Please retype all of the following entries exactly.
Extracted information: Begin
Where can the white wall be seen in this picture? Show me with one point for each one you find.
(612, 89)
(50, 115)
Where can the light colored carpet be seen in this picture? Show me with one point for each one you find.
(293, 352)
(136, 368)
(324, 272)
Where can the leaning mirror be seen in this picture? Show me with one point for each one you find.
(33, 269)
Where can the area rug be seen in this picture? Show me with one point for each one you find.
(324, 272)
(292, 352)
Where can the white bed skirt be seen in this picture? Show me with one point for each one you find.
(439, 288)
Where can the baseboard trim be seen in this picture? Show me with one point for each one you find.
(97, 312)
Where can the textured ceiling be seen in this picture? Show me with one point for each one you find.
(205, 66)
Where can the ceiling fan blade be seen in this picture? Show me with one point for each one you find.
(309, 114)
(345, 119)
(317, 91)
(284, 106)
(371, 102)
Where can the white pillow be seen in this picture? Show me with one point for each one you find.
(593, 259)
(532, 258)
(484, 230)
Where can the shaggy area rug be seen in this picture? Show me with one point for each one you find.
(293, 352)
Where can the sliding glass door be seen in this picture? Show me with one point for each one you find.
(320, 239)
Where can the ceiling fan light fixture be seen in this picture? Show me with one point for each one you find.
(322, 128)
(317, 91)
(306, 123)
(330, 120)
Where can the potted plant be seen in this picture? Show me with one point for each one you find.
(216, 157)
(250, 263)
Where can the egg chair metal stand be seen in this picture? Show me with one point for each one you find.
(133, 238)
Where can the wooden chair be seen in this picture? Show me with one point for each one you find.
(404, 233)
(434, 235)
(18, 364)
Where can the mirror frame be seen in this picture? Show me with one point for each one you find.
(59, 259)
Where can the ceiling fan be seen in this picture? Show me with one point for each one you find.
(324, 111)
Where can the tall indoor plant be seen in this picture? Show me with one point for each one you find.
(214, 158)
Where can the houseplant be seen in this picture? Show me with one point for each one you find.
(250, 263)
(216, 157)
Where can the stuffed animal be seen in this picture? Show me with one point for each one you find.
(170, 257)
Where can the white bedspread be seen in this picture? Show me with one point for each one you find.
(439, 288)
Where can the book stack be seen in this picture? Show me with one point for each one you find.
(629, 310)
Extracted information: End
§ Solution to the problem
Where can the white wall be seen in this picture? Show me with one point for each one you find.
(612, 89)
(50, 115)
Where can the light colored carpet be seen in this picture? Show me with one point for each one you find.
(293, 352)
(136, 368)
(324, 272)
Where can the leaning mirror be seen in this picture? Show me with one point for each one you find.
(33, 269)
Where can the area rug be seen in this picture? Show me with one point for each one you find.
(324, 272)
(292, 352)
Where can the white bed skirt be seen in this picture? Show me with one point for each one you find.
(439, 288)
Where can the baseboard trim be seen in this picture? Show me with one point for each one you find.
(97, 312)
Where can the textured ceiling be seen in this picture? Show me with one point for each one you find.
(205, 66)
Where can the ceiling fan blade be seen in this picture? Show me with one point for each one you find.
(309, 114)
(345, 119)
(317, 91)
(284, 106)
(371, 102)
Where can the white pillow be seen in this picture? Show me with one point for each one you find.
(593, 259)
(532, 258)
(484, 230)
Where can the shaggy area rug be seen in this picture? Show me with one point for each one you find.
(293, 352)
Where can the sliding glass door be seen in this picture? Show me with one point for each one you find.
(320, 239)
Where can the ceiling fan light fixture be seen in this picture? Show me with one point for each one you find.
(322, 128)
(317, 91)
(306, 123)
(330, 120)
Where can the potted plant be seen in this picture? Show me with one point for each one you find.
(216, 157)
(250, 263)
Where can the egg chair metal stand be seen in this picture? Show me with one point for each one you find.
(133, 238)
Where can the wooden chair be seen in this picture? Show me with one point for each one you find.
(404, 233)
(434, 235)
(18, 364)
Where can the mirror frame be seen in this picture? Show me with one point for each one you find.
(59, 259)
Where can the ceiling fan be seen in this picture? Show me with one point for each one you find.
(324, 111)
Where can the tall indoor plant be seen in this picture? Show me with one point for each one you find.
(214, 158)
Where can the houseplant be seen in this picture? Show me with one point for each one you find.
(250, 263)
(216, 157)
Where can the stuffed animal be seen in this picture? Show me with one point for each one you find.
(170, 257)
Where can the white bedspread be seen in this picture? Show me with one point for each one you find.
(439, 288)
Where can the book stack be seen in this picture? Show me with one point for each one you find.
(629, 310)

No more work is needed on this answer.